### OBJECTIVE
Which lines in the items below contain the string "post"? Pull out each of those lines in full, treating uppercase and lowercase as different.

Stored dataset items

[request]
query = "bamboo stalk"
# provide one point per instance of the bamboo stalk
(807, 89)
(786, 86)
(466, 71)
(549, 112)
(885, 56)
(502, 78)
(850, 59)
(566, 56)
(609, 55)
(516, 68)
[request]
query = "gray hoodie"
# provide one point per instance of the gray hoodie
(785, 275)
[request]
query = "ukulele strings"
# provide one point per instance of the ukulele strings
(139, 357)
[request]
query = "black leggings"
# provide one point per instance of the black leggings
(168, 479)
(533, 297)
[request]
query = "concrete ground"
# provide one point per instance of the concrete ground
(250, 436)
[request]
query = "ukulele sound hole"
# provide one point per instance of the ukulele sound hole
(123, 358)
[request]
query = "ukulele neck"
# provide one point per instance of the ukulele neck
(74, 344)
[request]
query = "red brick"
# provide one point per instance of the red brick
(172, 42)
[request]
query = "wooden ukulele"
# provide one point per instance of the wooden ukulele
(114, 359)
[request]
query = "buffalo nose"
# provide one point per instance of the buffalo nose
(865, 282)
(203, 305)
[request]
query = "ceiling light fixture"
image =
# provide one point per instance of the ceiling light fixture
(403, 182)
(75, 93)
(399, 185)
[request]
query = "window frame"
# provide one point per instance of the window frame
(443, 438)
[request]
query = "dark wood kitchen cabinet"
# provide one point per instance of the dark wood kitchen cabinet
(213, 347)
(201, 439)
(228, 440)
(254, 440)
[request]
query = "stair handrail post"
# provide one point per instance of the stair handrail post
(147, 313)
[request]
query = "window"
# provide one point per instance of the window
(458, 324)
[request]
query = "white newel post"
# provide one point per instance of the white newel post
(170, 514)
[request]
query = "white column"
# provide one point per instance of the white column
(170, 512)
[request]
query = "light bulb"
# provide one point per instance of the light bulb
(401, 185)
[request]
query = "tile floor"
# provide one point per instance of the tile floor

### RESULT
query = "stair handrail post"
# provide one point per instance of the stair handrail post
query = "white newel post"
# provide one point per instance of the white newel post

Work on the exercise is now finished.